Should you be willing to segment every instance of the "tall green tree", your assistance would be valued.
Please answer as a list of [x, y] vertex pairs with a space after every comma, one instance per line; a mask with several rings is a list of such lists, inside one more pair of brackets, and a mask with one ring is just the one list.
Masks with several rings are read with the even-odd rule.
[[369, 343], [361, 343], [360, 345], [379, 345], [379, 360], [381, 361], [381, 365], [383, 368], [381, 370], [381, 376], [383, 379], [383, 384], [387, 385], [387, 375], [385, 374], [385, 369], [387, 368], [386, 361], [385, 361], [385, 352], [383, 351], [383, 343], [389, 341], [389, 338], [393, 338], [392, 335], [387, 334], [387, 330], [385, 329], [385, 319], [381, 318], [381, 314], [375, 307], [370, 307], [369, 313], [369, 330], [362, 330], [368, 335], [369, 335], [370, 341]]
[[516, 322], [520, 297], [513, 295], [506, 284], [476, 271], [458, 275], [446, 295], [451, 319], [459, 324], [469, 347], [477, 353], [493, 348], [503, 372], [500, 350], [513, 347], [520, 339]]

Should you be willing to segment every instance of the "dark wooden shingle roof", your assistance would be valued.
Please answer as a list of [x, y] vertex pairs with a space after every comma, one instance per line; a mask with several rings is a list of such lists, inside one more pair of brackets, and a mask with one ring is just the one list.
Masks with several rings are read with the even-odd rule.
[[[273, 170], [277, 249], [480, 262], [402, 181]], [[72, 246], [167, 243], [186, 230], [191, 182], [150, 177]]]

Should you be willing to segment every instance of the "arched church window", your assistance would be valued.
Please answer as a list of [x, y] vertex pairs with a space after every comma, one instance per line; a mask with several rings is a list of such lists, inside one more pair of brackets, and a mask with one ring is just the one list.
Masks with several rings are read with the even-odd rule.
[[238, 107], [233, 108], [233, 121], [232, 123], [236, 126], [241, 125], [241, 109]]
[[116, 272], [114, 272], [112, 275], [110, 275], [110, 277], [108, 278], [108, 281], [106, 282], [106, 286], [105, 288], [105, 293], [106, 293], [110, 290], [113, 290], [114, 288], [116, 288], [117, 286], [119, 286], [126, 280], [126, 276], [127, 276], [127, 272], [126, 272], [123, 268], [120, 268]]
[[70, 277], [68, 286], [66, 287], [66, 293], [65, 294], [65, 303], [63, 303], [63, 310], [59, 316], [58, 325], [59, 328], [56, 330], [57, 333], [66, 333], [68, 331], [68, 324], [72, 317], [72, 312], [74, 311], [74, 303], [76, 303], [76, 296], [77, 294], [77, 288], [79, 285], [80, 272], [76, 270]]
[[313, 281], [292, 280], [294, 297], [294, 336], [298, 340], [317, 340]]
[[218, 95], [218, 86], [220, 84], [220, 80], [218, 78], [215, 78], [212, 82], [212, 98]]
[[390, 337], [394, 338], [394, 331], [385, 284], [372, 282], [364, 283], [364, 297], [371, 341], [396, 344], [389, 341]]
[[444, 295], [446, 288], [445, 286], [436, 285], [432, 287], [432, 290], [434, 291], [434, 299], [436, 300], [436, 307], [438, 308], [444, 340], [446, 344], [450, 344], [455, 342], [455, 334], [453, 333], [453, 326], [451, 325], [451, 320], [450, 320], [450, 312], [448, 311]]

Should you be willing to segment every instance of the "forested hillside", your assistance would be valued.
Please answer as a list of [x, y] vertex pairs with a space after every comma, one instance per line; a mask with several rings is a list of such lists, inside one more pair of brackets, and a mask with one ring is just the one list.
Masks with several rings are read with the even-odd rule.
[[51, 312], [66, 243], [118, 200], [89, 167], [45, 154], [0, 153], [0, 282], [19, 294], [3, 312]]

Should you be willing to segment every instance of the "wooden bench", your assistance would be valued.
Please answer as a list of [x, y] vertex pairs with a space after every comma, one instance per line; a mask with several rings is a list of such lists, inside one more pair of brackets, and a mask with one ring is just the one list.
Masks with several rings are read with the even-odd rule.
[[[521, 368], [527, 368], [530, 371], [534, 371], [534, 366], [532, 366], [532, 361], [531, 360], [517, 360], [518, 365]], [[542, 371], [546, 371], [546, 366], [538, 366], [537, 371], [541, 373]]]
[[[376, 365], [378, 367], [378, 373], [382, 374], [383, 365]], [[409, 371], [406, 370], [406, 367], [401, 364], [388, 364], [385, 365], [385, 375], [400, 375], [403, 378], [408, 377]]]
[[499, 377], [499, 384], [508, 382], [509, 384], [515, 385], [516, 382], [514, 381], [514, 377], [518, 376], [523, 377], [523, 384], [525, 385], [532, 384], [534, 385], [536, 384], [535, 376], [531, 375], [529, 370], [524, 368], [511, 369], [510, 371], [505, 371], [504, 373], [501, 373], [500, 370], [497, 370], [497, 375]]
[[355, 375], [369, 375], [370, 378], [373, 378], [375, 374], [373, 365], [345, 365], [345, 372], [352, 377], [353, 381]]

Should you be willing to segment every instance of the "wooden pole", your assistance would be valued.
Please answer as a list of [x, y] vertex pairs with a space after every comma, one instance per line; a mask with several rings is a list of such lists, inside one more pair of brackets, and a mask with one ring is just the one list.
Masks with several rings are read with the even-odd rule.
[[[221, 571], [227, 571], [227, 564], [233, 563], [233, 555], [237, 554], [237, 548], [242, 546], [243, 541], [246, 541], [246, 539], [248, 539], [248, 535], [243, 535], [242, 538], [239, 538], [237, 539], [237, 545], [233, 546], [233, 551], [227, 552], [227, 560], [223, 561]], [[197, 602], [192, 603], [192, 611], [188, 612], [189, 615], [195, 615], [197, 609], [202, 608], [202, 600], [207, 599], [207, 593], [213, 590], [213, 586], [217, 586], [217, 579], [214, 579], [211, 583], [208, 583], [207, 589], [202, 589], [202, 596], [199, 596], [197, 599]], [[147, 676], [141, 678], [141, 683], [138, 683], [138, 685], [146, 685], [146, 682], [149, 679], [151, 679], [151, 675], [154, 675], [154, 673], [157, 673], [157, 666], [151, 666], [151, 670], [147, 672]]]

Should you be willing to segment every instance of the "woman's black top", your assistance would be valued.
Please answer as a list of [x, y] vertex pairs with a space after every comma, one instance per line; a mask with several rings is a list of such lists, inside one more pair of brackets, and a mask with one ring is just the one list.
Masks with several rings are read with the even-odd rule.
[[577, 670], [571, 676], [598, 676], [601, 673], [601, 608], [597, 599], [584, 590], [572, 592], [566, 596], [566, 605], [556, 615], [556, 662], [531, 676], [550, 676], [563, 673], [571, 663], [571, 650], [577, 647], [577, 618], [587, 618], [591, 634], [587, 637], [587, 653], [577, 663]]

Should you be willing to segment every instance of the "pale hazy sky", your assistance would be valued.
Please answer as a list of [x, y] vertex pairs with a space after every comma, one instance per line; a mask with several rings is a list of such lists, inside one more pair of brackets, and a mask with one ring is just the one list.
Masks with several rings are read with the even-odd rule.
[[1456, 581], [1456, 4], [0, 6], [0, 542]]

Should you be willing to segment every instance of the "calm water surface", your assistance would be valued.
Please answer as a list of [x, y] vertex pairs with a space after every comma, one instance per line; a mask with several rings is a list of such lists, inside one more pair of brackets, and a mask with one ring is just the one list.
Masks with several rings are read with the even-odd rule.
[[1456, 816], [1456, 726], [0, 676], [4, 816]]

- - - - - - -

What to produce.
Rewrite the lines from the first one through the line containing "335], [370, 341]]", inclusive, with "tall green tree" changed to "leafy oak tree" and nothing else altered. Give only those lines.

Problem solution.
Should you be willing to segment every instance of the "leafy oak tree", your assistance would be valued.
Please answer as a list of [x, y] vertex pairs with a space after every comma, one instance per line; a mask with several rings is a list of such lists, inside one more pair of brackets, and a mask with one ring is just the one list.
Masks with several rings are read with the even-odd rule.
[[369, 343], [361, 343], [360, 345], [379, 345], [379, 360], [381, 361], [381, 365], [383, 368], [381, 370], [381, 376], [383, 379], [383, 384], [387, 385], [387, 375], [385, 374], [385, 369], [387, 368], [386, 361], [385, 361], [385, 352], [383, 351], [383, 343], [389, 341], [389, 338], [393, 338], [392, 335], [387, 334], [387, 330], [385, 329], [385, 319], [381, 318], [381, 314], [375, 307], [370, 307], [369, 313], [369, 330], [362, 330], [368, 335], [369, 335], [370, 341]]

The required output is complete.